## Texte de référence
━━━
CDD dans les Ehpad : gare aux abus !
Il est interdit de recourir aux contrats à durée déterminée (CDD) pour pourvoir durablement des emplois liés à l'activité normale et permanente d'une entreprise. Cette règle, sanctionnée pénalement, s'applique à toutes les entreprises, y compris aux établissements de santé, et notamment aux Ehpad. Un principe que rappelle la chambre criminelle de la Cour de cassation dans un arrêt du 8 juin 2021.
1 192 CDD conclus au sein d'une résidence… en trois ans !
En 2014, au sein de la résidence Saint-Charles, Ehpad situé à Sceaux (92), les délégués du personnel et l'union locale CGT tirent la sonnette d'alarme : pour avoir à disposition une main-d'œuvre flexible, la direction recrute en masse des salariés en CDD sur des postes théoriquement réservés aux CDI. L'inspection du travail diligente une enquête et dresse procès-verbal ; les CDD sont effectivement utilisés pour pallier des absences normales et prévisibles de salariés en CDI. Sur une période de trois ans, 322 CDD ont été conclus sur des postes d'aide-soignante et 870 CDD sur des postes d'agent de vie sociale… le tout représentant un quart des effectifs de la résidence.
━━━
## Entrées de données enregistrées

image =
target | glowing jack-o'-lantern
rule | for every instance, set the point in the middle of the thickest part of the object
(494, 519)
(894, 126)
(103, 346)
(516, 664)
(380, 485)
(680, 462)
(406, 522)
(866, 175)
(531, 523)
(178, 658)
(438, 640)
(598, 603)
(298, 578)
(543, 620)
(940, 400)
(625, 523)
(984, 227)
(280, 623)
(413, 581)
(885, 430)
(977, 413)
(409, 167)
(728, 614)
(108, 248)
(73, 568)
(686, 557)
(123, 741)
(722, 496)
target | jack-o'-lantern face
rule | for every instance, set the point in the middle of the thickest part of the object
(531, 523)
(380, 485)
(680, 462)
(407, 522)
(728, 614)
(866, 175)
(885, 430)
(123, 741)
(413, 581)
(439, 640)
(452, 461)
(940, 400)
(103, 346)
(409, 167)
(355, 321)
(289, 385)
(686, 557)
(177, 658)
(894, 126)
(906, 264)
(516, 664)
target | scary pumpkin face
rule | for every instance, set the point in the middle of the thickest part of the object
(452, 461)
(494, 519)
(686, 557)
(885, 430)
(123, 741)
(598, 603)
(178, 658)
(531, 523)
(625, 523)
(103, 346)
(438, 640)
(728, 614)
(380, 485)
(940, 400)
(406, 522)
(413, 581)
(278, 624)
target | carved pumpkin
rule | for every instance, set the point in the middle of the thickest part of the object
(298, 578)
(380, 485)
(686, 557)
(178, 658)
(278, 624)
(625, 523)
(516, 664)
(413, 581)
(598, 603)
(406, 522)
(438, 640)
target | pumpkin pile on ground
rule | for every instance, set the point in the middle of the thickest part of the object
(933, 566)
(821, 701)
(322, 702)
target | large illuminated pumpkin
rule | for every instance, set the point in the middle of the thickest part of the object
━━━
## Questions d'étude
A - Reproduisez mot pour mot le passage du texte de référence qui va de « CDD dans les » jusqu'à « trois ans ! ».
B - Indiquez, s'il vous plaît, si chacune de ces affirmations concorde avec le texte de référence, en répondant par oui ou par non et en citant à l'identique les mots du texte qui tranchent : (i) l'arrêt de la chambre criminelle de la Cour de cassation date du 8 juin 2021 ; (ii) la résidence Saint-Charles se trouve à Nanterre ; (iii) sur trois ans, 870 CDD ont été conclus sur des postes d'aide-soignante.
La liste ci-dessus provient d'une autre source que le texte de référence.

## Réponses rédigées
A -
CDD dans les Ehpad : gare aux abus !
Il est interdit de recourir aux contrats à durée déterminée (CDD) pour pourvoir durablement des emplois liés à l'activité normale et permanente d'une entreprise. Cette règle, sanctionnée pénalement, s'applique à toutes les entreprises, y compris aux établissements de santé, et notamment aux Ehpad. Un principe que rappelle la chambre criminelle de la Cour de cassation dans un arrêt du 8 juin 2021.
1 192 CDD conclus au sein d'une résidence… en trois ans !

B -
(i) Oui : « dans un arrêt du 8 juin 2021 ».
(ii) Non : « Ehpad situé à Sceaux (92) ».
(iii) Non : « 322 CDD ont été conclus sur des postes d'aide-soignante ».